Aim of the task: Look through the data and write out every line with the word "orange" in it.

Given information:
□ □ □
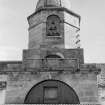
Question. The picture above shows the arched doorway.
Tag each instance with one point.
(51, 92)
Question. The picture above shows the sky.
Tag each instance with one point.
(14, 28)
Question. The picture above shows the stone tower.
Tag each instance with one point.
(53, 69)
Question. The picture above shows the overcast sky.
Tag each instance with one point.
(14, 28)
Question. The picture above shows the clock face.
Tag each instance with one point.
(53, 26)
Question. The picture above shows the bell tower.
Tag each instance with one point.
(54, 56)
(53, 25)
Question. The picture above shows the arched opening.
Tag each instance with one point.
(52, 92)
(53, 25)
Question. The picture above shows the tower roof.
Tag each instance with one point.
(53, 3)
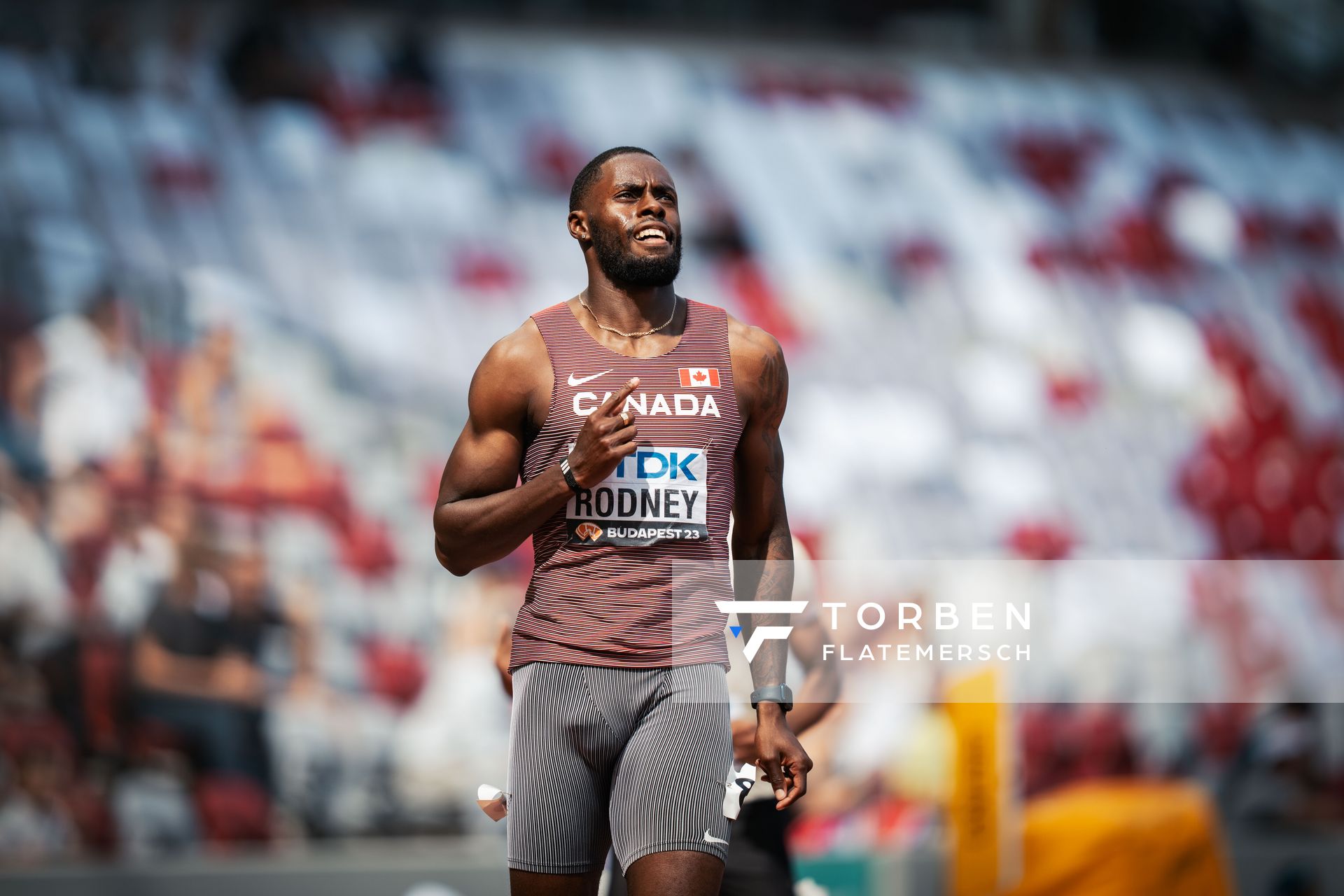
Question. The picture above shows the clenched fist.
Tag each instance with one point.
(605, 440)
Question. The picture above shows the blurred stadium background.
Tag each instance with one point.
(1058, 281)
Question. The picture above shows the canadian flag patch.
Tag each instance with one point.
(704, 377)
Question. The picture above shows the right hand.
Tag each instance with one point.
(604, 441)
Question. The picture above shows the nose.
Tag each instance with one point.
(650, 206)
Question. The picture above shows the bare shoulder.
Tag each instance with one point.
(758, 370)
(514, 378)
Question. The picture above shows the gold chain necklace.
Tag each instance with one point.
(612, 330)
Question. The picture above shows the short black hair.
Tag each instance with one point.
(593, 171)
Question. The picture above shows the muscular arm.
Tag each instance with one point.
(762, 548)
(482, 512)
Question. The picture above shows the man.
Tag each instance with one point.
(758, 860)
(638, 422)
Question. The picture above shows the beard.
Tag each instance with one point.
(626, 269)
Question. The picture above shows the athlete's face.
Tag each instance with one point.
(634, 222)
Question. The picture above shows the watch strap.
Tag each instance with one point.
(569, 476)
(774, 694)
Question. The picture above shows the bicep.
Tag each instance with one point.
(484, 461)
(488, 453)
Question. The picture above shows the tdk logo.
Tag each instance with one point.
(659, 465)
(762, 608)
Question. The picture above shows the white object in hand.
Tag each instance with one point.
(492, 801)
(736, 789)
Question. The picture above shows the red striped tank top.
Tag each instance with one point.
(626, 573)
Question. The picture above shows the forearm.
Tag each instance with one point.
(470, 532)
(764, 571)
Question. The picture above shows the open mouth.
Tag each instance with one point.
(651, 235)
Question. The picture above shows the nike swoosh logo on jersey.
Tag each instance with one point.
(581, 381)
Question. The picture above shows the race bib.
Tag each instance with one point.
(655, 495)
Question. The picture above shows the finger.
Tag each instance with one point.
(799, 786)
(774, 774)
(619, 397)
(624, 434)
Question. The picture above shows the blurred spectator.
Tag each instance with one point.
(33, 589)
(34, 824)
(269, 59)
(94, 397)
(151, 799)
(197, 660)
(1284, 786)
(140, 564)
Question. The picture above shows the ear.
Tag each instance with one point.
(578, 226)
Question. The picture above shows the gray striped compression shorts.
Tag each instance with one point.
(629, 758)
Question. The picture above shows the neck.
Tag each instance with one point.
(629, 308)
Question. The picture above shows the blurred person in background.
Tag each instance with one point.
(35, 827)
(197, 662)
(1281, 783)
(620, 620)
(758, 860)
(93, 398)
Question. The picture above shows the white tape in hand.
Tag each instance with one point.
(736, 789)
(492, 801)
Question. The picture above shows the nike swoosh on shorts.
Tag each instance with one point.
(581, 381)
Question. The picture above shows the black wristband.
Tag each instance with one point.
(569, 477)
(781, 695)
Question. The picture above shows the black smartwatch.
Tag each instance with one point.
(774, 694)
(569, 477)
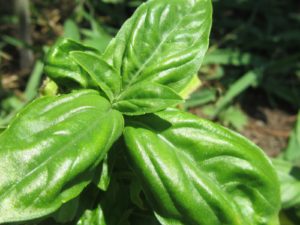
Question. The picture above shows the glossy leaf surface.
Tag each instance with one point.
(289, 183)
(164, 42)
(146, 97)
(48, 153)
(61, 68)
(103, 74)
(198, 173)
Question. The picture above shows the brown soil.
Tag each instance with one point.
(272, 133)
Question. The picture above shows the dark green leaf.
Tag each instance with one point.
(61, 68)
(164, 42)
(146, 97)
(197, 172)
(48, 153)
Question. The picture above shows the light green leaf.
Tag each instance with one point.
(61, 68)
(49, 151)
(103, 74)
(196, 172)
(146, 97)
(164, 41)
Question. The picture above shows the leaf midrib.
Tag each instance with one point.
(136, 74)
(73, 140)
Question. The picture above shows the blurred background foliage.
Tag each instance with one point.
(250, 79)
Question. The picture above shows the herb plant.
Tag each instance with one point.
(115, 111)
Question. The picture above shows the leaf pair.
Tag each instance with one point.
(191, 171)
(155, 54)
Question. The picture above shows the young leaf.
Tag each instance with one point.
(146, 97)
(61, 68)
(164, 42)
(103, 74)
(196, 172)
(48, 153)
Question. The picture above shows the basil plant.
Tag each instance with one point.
(113, 126)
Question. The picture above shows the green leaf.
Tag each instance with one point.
(114, 207)
(61, 68)
(146, 97)
(49, 152)
(292, 153)
(103, 74)
(92, 217)
(196, 172)
(289, 183)
(164, 41)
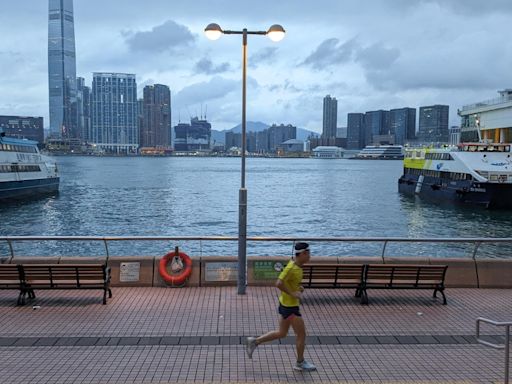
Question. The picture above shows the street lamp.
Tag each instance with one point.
(275, 33)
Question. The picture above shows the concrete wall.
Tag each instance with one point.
(263, 271)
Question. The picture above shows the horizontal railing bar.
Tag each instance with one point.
(263, 239)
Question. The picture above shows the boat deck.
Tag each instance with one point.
(164, 335)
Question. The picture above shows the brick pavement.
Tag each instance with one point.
(159, 335)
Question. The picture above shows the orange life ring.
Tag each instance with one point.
(175, 279)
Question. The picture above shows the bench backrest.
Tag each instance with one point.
(335, 274)
(404, 273)
(59, 272)
(9, 274)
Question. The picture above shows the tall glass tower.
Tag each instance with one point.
(62, 70)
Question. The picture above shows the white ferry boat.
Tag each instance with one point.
(381, 152)
(24, 172)
(472, 173)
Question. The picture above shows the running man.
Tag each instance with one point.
(288, 283)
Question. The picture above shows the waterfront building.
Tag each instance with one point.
(433, 124)
(278, 134)
(327, 152)
(489, 120)
(22, 127)
(83, 103)
(62, 70)
(376, 123)
(156, 120)
(114, 113)
(355, 131)
(454, 135)
(330, 117)
(195, 136)
(402, 124)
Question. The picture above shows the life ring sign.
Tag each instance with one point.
(179, 270)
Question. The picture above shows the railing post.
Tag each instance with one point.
(11, 249)
(106, 250)
(384, 251)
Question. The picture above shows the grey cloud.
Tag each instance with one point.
(331, 52)
(167, 36)
(206, 66)
(265, 55)
(377, 56)
(216, 88)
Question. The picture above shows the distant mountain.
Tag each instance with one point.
(256, 126)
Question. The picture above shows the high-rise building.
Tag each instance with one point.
(83, 107)
(195, 136)
(355, 131)
(62, 70)
(156, 122)
(23, 127)
(402, 124)
(330, 117)
(114, 112)
(433, 124)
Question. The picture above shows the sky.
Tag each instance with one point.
(372, 54)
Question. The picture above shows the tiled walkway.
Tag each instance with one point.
(158, 335)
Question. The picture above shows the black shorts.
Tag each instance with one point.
(288, 312)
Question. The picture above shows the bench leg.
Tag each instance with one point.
(364, 296)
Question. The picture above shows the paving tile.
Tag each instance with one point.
(7, 341)
(328, 339)
(426, 339)
(387, 340)
(406, 339)
(367, 340)
(347, 340)
(87, 341)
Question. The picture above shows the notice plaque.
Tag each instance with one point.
(267, 270)
(221, 271)
(129, 272)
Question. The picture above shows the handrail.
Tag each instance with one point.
(505, 346)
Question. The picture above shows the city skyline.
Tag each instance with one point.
(370, 68)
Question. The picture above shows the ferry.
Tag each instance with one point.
(471, 173)
(24, 171)
(381, 152)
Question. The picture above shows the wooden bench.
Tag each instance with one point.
(10, 278)
(332, 275)
(65, 276)
(403, 276)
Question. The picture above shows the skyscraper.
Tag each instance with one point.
(156, 122)
(330, 120)
(62, 70)
(433, 127)
(114, 112)
(355, 131)
(402, 123)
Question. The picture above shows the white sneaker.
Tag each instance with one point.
(304, 366)
(250, 346)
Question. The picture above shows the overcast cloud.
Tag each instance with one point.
(370, 55)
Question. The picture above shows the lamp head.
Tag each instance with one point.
(213, 31)
(276, 33)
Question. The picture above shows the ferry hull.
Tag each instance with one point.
(18, 190)
(464, 192)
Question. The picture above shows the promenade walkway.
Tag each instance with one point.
(163, 335)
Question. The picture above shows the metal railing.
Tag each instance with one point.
(505, 346)
(385, 241)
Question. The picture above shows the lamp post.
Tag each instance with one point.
(275, 33)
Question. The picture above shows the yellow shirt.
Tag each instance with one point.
(291, 276)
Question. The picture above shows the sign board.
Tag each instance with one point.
(129, 272)
(221, 271)
(267, 270)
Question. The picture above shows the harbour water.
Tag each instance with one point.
(134, 196)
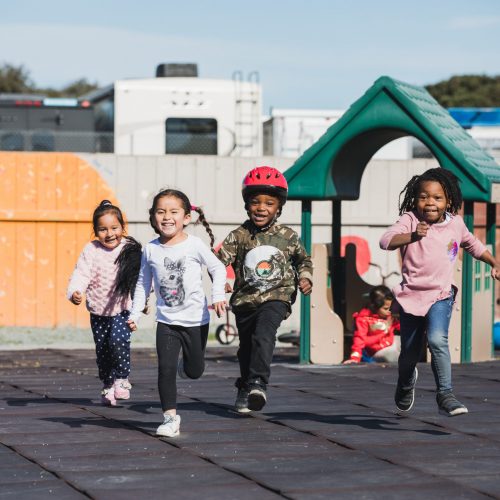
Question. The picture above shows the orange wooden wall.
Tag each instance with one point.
(46, 206)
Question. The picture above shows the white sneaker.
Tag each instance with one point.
(180, 369)
(170, 427)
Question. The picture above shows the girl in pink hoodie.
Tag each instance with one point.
(429, 234)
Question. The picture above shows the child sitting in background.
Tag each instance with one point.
(374, 330)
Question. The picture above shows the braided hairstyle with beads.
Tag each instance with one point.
(188, 208)
(449, 183)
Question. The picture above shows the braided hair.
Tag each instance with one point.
(449, 182)
(188, 208)
(129, 264)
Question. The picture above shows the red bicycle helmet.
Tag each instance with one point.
(265, 180)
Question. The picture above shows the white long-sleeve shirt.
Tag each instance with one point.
(175, 274)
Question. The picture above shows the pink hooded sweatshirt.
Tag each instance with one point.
(427, 267)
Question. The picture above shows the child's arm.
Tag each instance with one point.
(487, 257)
(80, 278)
(477, 249)
(227, 254)
(401, 233)
(358, 341)
(141, 293)
(303, 265)
(229, 249)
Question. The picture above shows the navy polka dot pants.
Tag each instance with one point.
(112, 346)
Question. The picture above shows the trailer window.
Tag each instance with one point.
(191, 136)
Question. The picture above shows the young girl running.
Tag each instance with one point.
(172, 263)
(106, 272)
(429, 234)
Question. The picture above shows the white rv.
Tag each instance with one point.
(289, 132)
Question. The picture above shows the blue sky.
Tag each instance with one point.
(309, 54)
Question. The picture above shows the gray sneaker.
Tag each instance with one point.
(449, 405)
(404, 398)
(241, 403)
(256, 398)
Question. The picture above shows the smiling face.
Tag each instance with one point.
(262, 209)
(431, 202)
(385, 310)
(109, 231)
(170, 219)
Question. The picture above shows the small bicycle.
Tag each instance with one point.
(226, 333)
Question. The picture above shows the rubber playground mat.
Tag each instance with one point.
(326, 432)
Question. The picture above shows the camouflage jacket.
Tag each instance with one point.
(267, 264)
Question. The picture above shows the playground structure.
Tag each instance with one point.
(332, 168)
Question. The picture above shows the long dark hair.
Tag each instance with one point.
(449, 182)
(129, 265)
(188, 208)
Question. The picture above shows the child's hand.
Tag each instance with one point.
(76, 298)
(305, 286)
(219, 308)
(421, 230)
(495, 272)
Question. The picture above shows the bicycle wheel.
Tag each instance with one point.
(225, 334)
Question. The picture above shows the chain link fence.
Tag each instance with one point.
(49, 140)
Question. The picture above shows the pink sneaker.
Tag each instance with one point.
(108, 396)
(122, 388)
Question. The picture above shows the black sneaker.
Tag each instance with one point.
(449, 405)
(241, 403)
(256, 397)
(404, 398)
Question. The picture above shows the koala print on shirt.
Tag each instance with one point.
(171, 282)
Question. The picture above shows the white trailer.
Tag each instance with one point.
(289, 132)
(187, 115)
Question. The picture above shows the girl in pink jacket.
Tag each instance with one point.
(106, 272)
(429, 234)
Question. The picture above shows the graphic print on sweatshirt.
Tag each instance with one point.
(171, 282)
(264, 267)
(452, 250)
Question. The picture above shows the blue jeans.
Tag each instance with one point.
(413, 336)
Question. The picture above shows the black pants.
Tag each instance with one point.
(257, 333)
(112, 346)
(170, 339)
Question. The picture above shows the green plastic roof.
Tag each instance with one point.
(333, 166)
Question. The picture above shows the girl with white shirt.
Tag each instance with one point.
(172, 265)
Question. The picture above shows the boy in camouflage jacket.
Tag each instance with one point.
(269, 262)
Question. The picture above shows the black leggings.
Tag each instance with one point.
(169, 341)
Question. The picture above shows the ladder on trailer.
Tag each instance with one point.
(247, 115)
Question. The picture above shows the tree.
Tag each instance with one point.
(467, 91)
(15, 79)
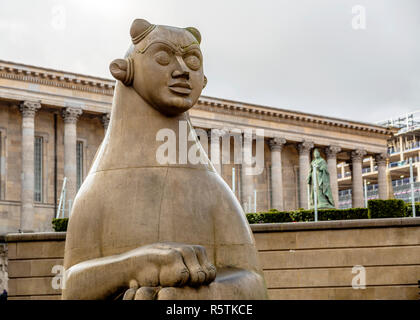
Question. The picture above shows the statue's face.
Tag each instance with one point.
(168, 70)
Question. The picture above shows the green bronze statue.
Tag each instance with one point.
(324, 195)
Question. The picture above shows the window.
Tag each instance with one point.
(38, 155)
(79, 160)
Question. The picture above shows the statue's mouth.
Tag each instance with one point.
(181, 88)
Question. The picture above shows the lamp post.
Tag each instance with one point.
(413, 205)
(315, 187)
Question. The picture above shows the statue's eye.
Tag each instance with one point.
(193, 62)
(163, 58)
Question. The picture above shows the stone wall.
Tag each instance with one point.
(304, 260)
(315, 260)
(3, 266)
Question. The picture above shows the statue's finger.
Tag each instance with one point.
(208, 267)
(129, 294)
(147, 293)
(197, 274)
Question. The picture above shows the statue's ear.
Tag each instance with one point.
(139, 29)
(123, 70)
(195, 33)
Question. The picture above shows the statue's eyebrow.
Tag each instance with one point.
(174, 47)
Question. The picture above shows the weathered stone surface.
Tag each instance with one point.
(140, 220)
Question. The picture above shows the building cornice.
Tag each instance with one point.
(75, 81)
(274, 114)
(56, 78)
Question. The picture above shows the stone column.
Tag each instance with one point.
(331, 153)
(357, 180)
(276, 146)
(304, 149)
(381, 160)
(247, 179)
(215, 149)
(70, 116)
(105, 120)
(28, 109)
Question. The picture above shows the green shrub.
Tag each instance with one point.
(60, 224)
(273, 215)
(392, 208)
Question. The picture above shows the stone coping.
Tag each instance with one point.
(261, 227)
(336, 224)
(35, 236)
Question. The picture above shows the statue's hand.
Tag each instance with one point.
(169, 265)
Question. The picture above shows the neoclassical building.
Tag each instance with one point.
(52, 122)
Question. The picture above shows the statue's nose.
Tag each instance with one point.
(182, 70)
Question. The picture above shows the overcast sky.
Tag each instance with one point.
(301, 55)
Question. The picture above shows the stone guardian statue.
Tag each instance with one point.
(142, 229)
(324, 195)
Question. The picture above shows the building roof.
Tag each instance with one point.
(98, 85)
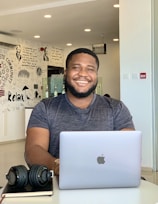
□ □ □
Answer section:
Question. The picture above shows the orange life ring.
Question. The picture above shows the orange wooden wall.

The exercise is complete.